## PROBLEMS
a - Return the part of the passage on section 15 of the Equality Act 2010 that opens with the words containing "There is existing" and closes with "in that Part.".
b - Translate this sentence from the passage on section 15 of the Equality Act 2010 into Spanish: "There is no statutory definition of what is meant by unfavourable treatment."
c - Based on the passage on section 15 of the Equality Act 2010, explain in one to three sentences why Langstaff P. took "unfavourable treatment" and "detriment" to be different concepts.

In the disability discrimination law field, section 15 Equality Act 2010 on its face provides a wide scope of protection for claimants. That was always its intention: it removed the comparison exercise hurdle that a claimant would otherwise face with a non-disabled person (per Malcolm v Lewisham LBC [2008] UKHL 43).

Section 15 references the concept of unfavourable treatment of a person. There are two questions of fact: what is the relevant treatment and is it unfavourable to the claimant?

The meaning of unfavourable treatment was the issue considered by the Supreme Court in the case of Williams v The Trustees of Swansea University Pension and Assurance Scheme & Another. Judgment was handed down today (citation: [2018] UKSC 65). 

BACKGROUND

There is no statutory definition of what is meant by unfavourable treatment. An ordinary definition of unfavourable is as follows: expressing or showing lack of approval or support. It is synonymous with: adverse, hostile, critical, bad and harsh. Certainly, in the employment context, the impression one gets from this is that unfavourable treatment is a catch all of matters that may cause difficulty or disadvantage to a person.

There is existing caselaw on the scope of another Equality Act term: detriment, but are the two concepts different? In the EAT decision in Williams, Langstaff P. thought so, as otherwise the draftsman would have used the same language as elsewhere in that Part.

It is not clear, though, how it is different. At the very least, the concepts are similar.  Case law as to “detriment” shows that it is to be viewed very broadly.

In Shamoon v Chief Constable of the Royal Ulster Constabulary [2003] UKHL 11, the House of Lords stated that the word detriment draws its broad and ordinary meaning from its context and from the other words with which it is associated. 

The House of Lords held that a court or ET must find that by reason of the act(s) complained of a reasonable worker would (or might) take the view that he had thereby been disadvantaged in the circumstances in which he had thereafter to work. So it is an objective assessment from the point of view of the worker. 

It was also highlighted that there is a test of materiality, but it is a relatively low one. An unjustified sense of grievance cannot amount to "detriment" (per Barclays Bank plc v Kapur and others (No 2) [1995] IRLR 87).

## LISTING
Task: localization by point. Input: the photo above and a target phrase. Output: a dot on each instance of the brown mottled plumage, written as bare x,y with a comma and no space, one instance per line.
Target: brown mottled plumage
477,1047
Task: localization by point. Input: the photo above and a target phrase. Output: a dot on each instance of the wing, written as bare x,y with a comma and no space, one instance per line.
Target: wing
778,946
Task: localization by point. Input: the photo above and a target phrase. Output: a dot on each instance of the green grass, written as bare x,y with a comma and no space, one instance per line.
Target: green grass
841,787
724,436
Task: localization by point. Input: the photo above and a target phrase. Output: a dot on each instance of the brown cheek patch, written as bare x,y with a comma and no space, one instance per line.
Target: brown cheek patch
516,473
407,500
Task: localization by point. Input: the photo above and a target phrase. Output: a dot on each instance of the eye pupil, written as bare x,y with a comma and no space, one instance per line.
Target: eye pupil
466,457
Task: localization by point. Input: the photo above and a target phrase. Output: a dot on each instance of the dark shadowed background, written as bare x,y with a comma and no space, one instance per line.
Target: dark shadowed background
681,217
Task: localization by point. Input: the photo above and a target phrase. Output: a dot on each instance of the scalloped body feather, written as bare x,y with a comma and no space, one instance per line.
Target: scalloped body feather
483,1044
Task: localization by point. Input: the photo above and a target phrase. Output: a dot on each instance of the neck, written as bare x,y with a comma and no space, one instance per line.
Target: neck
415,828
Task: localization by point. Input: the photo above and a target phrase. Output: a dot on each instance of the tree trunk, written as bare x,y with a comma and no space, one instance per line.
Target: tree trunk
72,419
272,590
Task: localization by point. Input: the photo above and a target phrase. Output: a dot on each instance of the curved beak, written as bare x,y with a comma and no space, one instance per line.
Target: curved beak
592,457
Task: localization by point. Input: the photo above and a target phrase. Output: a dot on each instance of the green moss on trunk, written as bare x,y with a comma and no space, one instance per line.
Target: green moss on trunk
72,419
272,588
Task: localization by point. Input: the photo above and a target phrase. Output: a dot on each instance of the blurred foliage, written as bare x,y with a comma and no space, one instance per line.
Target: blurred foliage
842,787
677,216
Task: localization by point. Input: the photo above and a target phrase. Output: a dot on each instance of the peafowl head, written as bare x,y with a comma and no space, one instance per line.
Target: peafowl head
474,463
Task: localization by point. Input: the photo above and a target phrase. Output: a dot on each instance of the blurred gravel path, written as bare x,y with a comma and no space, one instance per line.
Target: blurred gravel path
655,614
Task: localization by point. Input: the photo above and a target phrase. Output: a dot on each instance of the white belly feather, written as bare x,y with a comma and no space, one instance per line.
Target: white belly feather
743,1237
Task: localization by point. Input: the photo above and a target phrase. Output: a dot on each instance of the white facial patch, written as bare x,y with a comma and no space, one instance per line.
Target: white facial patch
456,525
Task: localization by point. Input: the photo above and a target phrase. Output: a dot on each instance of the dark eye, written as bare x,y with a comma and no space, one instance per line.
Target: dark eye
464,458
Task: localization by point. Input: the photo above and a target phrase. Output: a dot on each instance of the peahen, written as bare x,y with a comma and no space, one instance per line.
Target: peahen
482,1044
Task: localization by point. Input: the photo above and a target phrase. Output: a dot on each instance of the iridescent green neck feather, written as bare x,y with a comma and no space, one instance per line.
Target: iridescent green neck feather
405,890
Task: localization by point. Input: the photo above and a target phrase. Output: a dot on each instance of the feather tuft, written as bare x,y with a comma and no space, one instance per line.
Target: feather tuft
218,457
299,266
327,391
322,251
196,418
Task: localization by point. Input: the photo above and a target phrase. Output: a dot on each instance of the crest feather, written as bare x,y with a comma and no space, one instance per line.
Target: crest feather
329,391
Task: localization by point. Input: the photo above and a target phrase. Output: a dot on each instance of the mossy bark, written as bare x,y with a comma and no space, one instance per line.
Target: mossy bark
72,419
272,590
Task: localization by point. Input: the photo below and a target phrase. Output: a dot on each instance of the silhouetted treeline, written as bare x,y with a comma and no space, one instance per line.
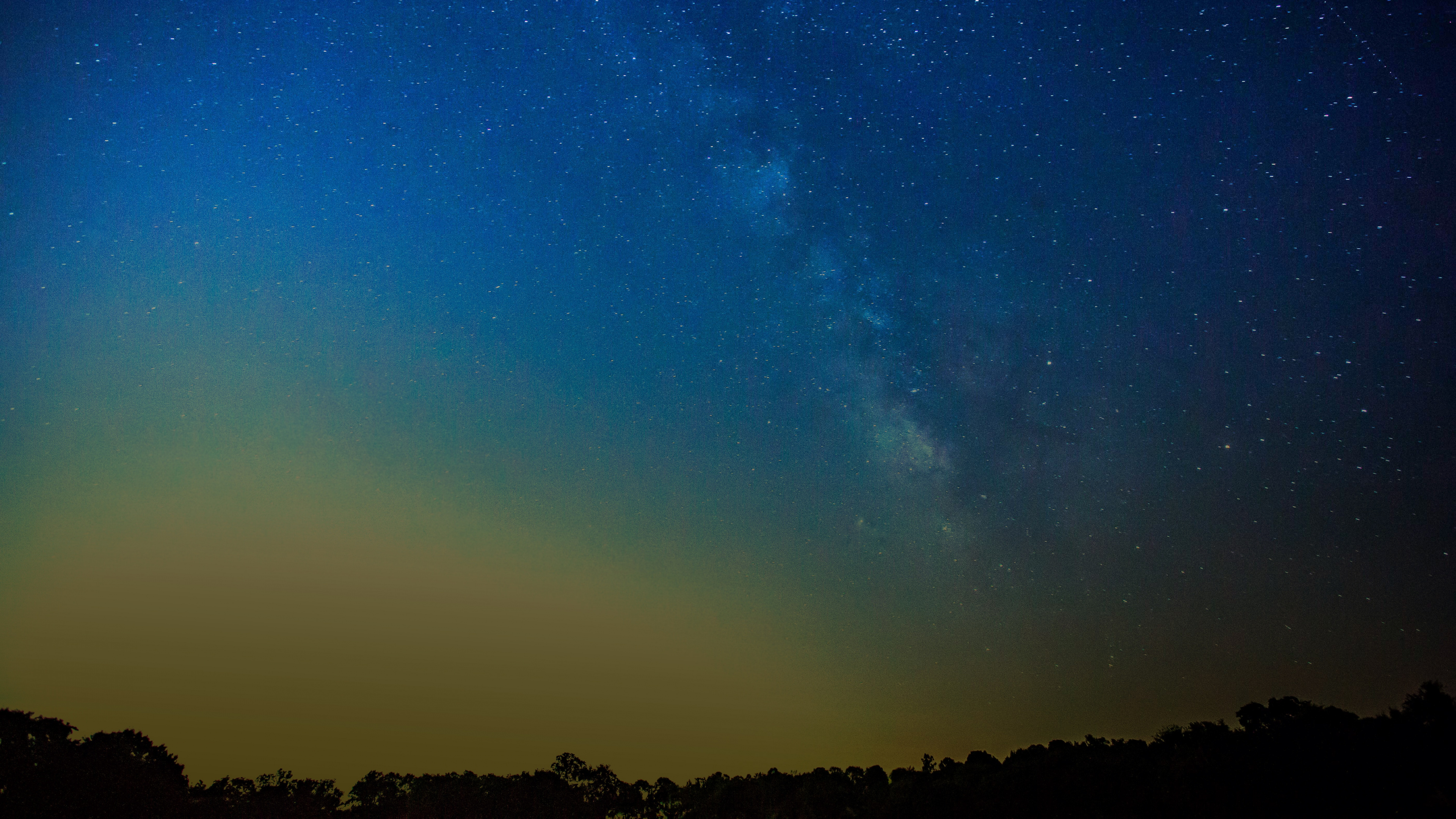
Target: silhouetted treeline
1286,758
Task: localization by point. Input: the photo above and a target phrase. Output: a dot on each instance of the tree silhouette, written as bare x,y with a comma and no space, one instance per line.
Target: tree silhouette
1286,757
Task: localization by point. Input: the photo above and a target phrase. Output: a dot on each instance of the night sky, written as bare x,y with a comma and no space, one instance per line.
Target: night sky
701,387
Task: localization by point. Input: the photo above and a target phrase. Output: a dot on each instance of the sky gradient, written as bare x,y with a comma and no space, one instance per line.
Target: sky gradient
693,388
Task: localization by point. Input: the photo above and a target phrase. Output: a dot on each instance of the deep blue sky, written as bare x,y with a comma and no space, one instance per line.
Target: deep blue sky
1111,340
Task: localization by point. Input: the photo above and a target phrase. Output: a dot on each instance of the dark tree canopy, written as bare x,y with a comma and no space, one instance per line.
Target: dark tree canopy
1288,757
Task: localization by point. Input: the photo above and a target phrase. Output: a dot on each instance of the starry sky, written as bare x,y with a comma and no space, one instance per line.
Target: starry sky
704,387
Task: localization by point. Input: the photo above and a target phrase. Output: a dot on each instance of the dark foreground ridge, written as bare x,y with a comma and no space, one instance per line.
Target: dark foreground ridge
1288,758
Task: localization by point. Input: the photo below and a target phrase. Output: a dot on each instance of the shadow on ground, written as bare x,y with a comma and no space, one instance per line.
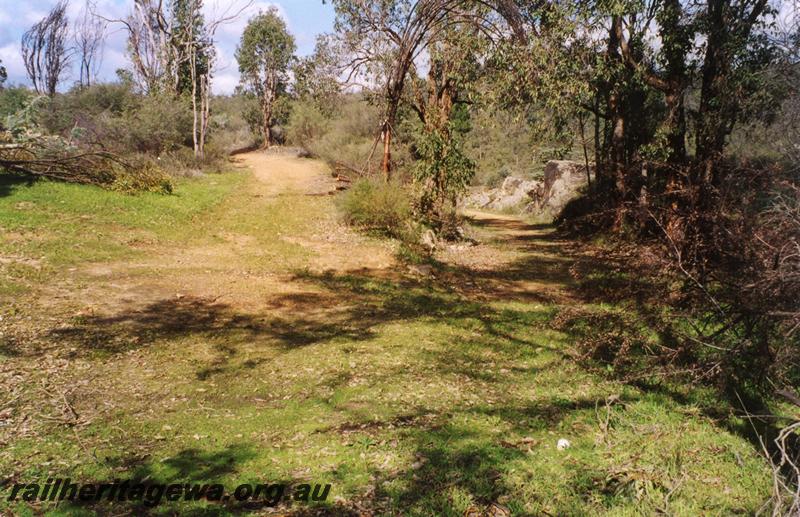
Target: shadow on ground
456,456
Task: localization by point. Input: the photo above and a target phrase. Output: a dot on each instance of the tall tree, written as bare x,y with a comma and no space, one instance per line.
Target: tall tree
45,50
264,54
190,40
88,39
383,38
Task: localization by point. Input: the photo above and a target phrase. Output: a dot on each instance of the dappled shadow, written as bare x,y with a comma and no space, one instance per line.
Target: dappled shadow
351,306
8,182
197,471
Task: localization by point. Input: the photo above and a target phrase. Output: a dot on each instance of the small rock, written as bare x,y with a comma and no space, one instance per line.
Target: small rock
428,240
421,270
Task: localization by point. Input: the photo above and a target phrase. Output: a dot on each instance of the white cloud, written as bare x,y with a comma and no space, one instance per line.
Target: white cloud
224,83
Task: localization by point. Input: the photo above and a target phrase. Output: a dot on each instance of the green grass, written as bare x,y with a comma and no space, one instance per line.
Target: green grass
49,226
402,394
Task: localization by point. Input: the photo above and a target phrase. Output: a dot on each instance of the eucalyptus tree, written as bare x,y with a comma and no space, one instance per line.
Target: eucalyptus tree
382,39
265,54
88,40
45,50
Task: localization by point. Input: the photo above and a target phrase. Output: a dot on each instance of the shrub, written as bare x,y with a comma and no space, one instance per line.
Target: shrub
307,124
12,100
378,206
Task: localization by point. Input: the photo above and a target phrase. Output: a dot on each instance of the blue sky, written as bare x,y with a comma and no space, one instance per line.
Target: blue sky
305,18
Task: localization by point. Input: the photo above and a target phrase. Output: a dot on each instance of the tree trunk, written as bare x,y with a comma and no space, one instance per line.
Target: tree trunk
386,165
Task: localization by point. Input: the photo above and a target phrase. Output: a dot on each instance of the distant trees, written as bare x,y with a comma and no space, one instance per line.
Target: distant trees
88,34
265,54
45,50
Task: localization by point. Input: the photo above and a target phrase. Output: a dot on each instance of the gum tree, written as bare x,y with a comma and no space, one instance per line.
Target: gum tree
265,54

## WRITTEN ANSWERS
a -
There is existing caselaw on the scope of another Equality Act term: detriment, but are the two concepts different? In the EAT decision in Williams, Langstaff P. thought so, as otherwise the draftsman would have used the same language as elsewhere in that Part.

b - No existe una definición legal de lo que se entiende por trato desfavorable.

c - In the EAT decision in Williams, Langstaff P. held that the two concepts differ. If they were the same, the draftsman would have used the same language as elsewhere in that Part.